START Source material

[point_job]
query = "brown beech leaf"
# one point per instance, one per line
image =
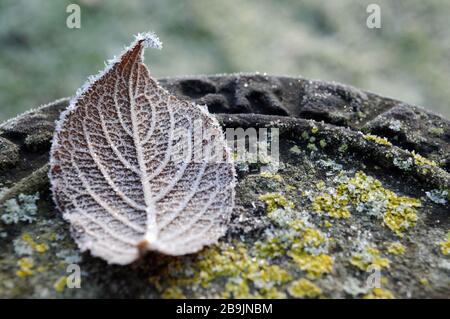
(134, 168)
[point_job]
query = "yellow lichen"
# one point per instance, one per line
(424, 282)
(274, 201)
(370, 258)
(379, 293)
(377, 139)
(333, 204)
(246, 276)
(173, 293)
(445, 245)
(60, 284)
(304, 288)
(273, 176)
(314, 265)
(419, 160)
(40, 248)
(26, 265)
(295, 150)
(396, 248)
(365, 192)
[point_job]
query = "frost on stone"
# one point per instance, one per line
(438, 196)
(134, 168)
(20, 209)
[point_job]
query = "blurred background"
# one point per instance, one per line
(408, 58)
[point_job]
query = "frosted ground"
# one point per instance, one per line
(408, 58)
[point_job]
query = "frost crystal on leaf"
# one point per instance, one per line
(134, 168)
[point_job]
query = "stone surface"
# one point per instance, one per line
(283, 240)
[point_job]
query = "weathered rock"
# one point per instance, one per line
(283, 240)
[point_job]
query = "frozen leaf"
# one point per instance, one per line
(134, 168)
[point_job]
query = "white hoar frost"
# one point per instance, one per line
(128, 170)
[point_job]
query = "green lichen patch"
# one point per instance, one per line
(379, 293)
(377, 139)
(445, 245)
(419, 160)
(369, 258)
(274, 201)
(20, 209)
(304, 288)
(366, 194)
(396, 248)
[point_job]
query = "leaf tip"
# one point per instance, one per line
(149, 40)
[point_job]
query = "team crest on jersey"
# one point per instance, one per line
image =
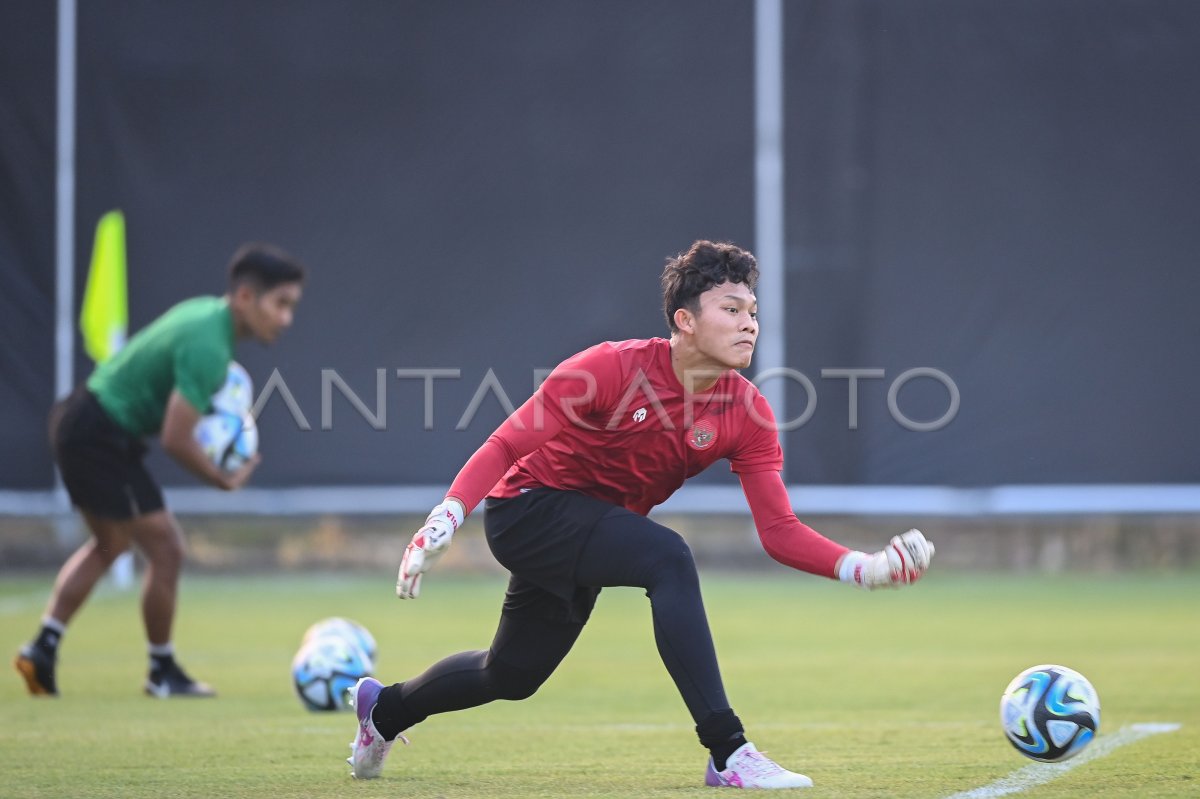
(702, 434)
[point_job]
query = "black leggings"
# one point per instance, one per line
(624, 548)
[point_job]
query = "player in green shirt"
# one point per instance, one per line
(160, 384)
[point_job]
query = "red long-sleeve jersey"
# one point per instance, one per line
(615, 422)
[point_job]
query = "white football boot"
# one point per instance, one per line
(749, 768)
(369, 750)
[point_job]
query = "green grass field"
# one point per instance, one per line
(871, 695)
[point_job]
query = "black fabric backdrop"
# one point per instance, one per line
(1003, 192)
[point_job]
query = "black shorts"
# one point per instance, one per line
(538, 536)
(101, 463)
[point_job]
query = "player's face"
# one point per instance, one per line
(270, 313)
(727, 325)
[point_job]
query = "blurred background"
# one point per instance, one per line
(978, 226)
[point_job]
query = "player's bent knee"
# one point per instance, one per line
(675, 556)
(513, 683)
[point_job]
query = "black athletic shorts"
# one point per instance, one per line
(101, 463)
(538, 536)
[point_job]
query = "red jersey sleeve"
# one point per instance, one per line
(759, 448)
(784, 536)
(569, 396)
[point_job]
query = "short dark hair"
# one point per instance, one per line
(705, 265)
(263, 266)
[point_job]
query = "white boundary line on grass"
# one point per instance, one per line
(1041, 773)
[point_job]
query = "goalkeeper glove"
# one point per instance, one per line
(903, 562)
(427, 545)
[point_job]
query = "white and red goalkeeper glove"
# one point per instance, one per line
(427, 545)
(903, 562)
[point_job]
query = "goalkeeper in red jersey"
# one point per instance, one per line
(569, 479)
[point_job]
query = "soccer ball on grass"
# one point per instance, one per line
(1050, 713)
(324, 671)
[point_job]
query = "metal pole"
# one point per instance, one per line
(769, 238)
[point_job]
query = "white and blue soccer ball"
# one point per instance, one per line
(346, 629)
(237, 395)
(324, 671)
(1050, 713)
(227, 439)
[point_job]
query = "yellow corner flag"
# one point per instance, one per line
(105, 317)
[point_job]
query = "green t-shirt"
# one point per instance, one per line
(187, 348)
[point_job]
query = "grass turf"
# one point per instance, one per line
(871, 695)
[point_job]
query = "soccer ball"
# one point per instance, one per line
(324, 671)
(346, 629)
(237, 396)
(228, 439)
(1050, 713)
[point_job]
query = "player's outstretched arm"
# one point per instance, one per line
(903, 562)
(427, 545)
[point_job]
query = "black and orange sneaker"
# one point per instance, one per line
(37, 667)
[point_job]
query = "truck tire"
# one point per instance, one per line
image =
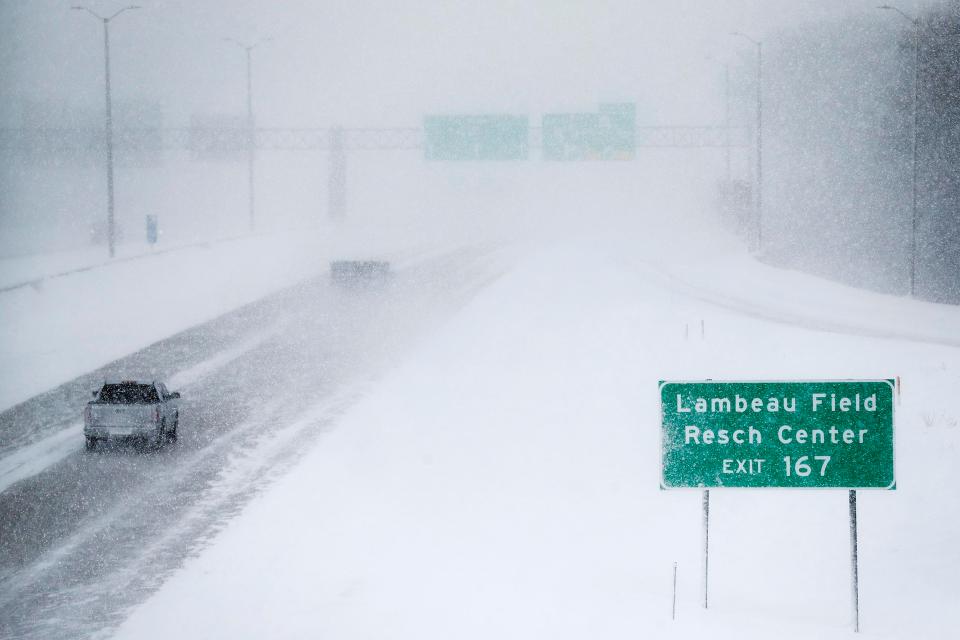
(161, 436)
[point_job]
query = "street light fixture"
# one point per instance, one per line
(111, 233)
(759, 46)
(251, 142)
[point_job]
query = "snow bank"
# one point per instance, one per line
(504, 484)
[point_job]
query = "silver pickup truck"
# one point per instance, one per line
(143, 411)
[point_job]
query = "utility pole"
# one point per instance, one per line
(726, 118)
(111, 227)
(916, 128)
(251, 127)
(759, 151)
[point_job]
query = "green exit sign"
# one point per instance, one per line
(809, 434)
(476, 137)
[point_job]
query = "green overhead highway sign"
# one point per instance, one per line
(609, 134)
(478, 137)
(813, 434)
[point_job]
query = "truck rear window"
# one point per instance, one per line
(128, 393)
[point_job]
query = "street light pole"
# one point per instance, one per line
(251, 130)
(111, 232)
(916, 128)
(759, 46)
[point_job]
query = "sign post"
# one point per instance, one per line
(817, 434)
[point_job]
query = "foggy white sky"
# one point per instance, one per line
(380, 63)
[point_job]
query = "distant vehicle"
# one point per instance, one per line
(132, 410)
(359, 272)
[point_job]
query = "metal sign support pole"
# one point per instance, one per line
(854, 569)
(706, 545)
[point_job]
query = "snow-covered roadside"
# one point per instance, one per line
(504, 483)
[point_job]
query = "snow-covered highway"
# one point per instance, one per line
(84, 536)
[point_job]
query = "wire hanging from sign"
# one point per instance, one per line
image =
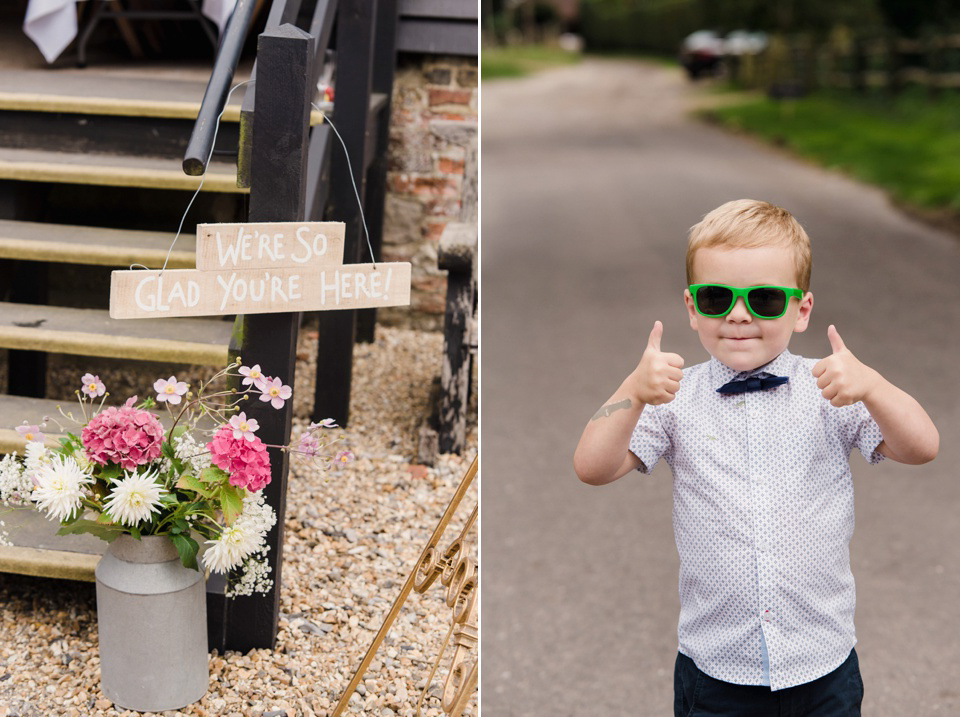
(216, 129)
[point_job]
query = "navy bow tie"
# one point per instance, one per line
(754, 383)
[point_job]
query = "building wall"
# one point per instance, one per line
(431, 95)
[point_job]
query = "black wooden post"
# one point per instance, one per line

END Source material

_Your instructions_.
An exact, image-free transcription of all the records above is needed.

_Task result_.
[point_job]
query = "brown beech leaf"
# one point per instance, one per line
image =
(134, 168)
[point_job]
query = "yellow lichen"
# one point per instance, one per line
(424, 282)
(274, 201)
(370, 258)
(379, 293)
(377, 139)
(333, 204)
(246, 276)
(173, 293)
(445, 245)
(60, 284)
(304, 288)
(273, 176)
(314, 265)
(419, 160)
(40, 248)
(26, 265)
(295, 150)
(396, 248)
(365, 192)
[point_job]
query = "frost on stone"
# one point per instance, one per line
(438, 196)
(134, 168)
(20, 209)
[point_job]
query = "blurred background"
# one point per instance, one per line
(408, 58)
[point_job]
query = "frosted ground"
# one point per instance, one per line
(408, 58)
[point_job]
query = "frost crystal on leaf"
# one point per instance, one per line
(134, 168)
[point_job]
query = "stone surface"
# one point per instance, one per line
(283, 240)
[point_job]
query = "weathered rock"
# one point per instance, one per line
(283, 240)
[point_job]
query = "frozen leaf"
# one point per instance, one per line
(134, 168)
[point_job]
query = "white hoar frost"
# one point per instance, one per line
(128, 170)
[point_job]
query = "green lichen patch"
# one point per instance, one per line
(379, 293)
(377, 139)
(445, 245)
(419, 160)
(369, 258)
(274, 201)
(20, 209)
(304, 288)
(366, 194)
(396, 248)
[point_job]
query = "leaf tip"
# one point per instance, one per line
(149, 40)
[point_job]
query = "team crest on jersey"
# one point per instance, one per line
image =
(702, 434)
[point_job]
query = "black leggings"
# one point per instance, one per line
(624, 548)
[point_job]
query = "player in green shirt"
# one point per instance, one per line
(160, 384)
[point_job]
query = "red long-sleeve jersey"
# one point per instance, one per line
(615, 422)
[point_job]
query = "white football boot"
# one point per instance, one per line
(749, 768)
(369, 750)
[point_job]
query = "green grass field"
# one point per instance, one per line
(871, 695)
[point_job]
query = "black fabric backdrop"
# one point per instance, one per line
(1003, 192)
[point_job]
query = "black shorts"
# one point per instance, one per line
(538, 536)
(101, 463)
[point_job]
query = "player's face"
# one point per instance, one per line
(270, 313)
(727, 325)
[point_job]
query = "blurred background"
# one point per instance, one per line
(978, 226)
[point_job]
query = "player's bent knee"
# one point per instance, one per line
(675, 556)
(513, 683)
[point_job]
query = "black athletic shorts"
# one point per instance, one per line
(101, 463)
(538, 536)
[point_job]
query = "red jersey sleeve"
# one point per instance, one per line
(759, 448)
(784, 536)
(569, 396)
[point_job]
query = "short dark hair"
# one point per instance, one per line
(705, 265)
(263, 266)
[point_job]
query = "white boundary line on grass"
# one point per instance, one per line
(1041, 773)
[point_job]
query = "goalkeeper glove"
# one point per instance, one per line
(903, 562)
(427, 545)
[point_job]
query = "white and red goalkeeper glove"
# one point per instance, one per line
(427, 545)
(903, 562)
[point_job]
query = "goalkeeper in red jersey"
# one point per instance, one per line
(569, 479)
[point_job]
query = "soccer ball on grass"
# one point per instance, one per line
(1050, 713)
(324, 671)
[point_job]
query = "metal pole"
# one point per instance, one per line
(769, 238)
[point_job]
query = "white and blue soccer ball"
# one point per instance, one per line
(346, 629)
(237, 395)
(324, 671)
(1050, 713)
(227, 439)
[point_job]
query = "yellow corner flag"
# one point per instance, one per line
(105, 317)
[point_job]
query = "green t-shirt"
# one point per instance, one per line
(187, 348)
[point_job]
query = "grass turf"
# one point per instance, one per line
(871, 695)
[point_job]
query = "soccer ball"
# one point per instance, one per line
(324, 671)
(346, 629)
(237, 396)
(228, 439)
(1050, 713)
[point_job]
query = "player's outstretched arm"
# one point per instance, one per line
(903, 562)
(427, 545)
[point_job]
query = "black and orange sneaker"
# one point per instance, one per line
(37, 667)
[point_job]
query = "truck tire"
# one point per instance, one per line
image =
(161, 436)
[point_job]
query = "street light fixture"
# one point per instance, one per line
(111, 233)
(759, 46)
(251, 142)
[point_job]
query = "snow bank"
# one point per instance, one per line
(504, 484)
[point_job]
query = "silver pickup truck"
# one point per instance, one per line
(143, 411)
[point_job]
query = "utility pole"
# one point per instance, one per line
(726, 118)
(111, 227)
(916, 128)
(251, 127)
(759, 151)
[point_job]
query = "green exit sign"
# one point per instance, one per line
(809, 434)
(476, 137)
[point_job]
query = "green overhead highway sign"
# one point per instance, one per line
(609, 134)
(478, 137)
(813, 434)
[point_job]
query = "truck rear window"
# one point per instance, one per line
(128, 393)
[point_job]
query = "street light pole"
# one point per instance, one per line
(251, 130)
(111, 232)
(916, 128)
(759, 46)
[point_job]
query = "sign post"
# one point per instance, one per line
(817, 434)
[point_job]
query = "foggy white sky"
# one point per instance, one per line
(380, 63)
[point_job]
query = "distant vehicle"
# one point per instance, one per line
(132, 410)
(359, 272)
[point_job]
query = "metal sign support pole"
# one point per instance, one per line
(854, 569)
(706, 545)
[point_job]
query = "snow-covered roadside"
# one point per instance, one per line
(504, 483)
[point_job]
query = "snow-covered highway"
# one point per instance, one per line
(84, 536)
[point_job]
query = "wire hanging from sign"
# one point per instance, one per line
image =
(216, 129)
[point_job]
query = "navy bow tie"
# one point per instance, one per line
(754, 383)
[point_job]
query = "building wall"
# one point per instance, one per line
(431, 95)
[point_job]
query = "black wooden post"
# one point per instance, one per line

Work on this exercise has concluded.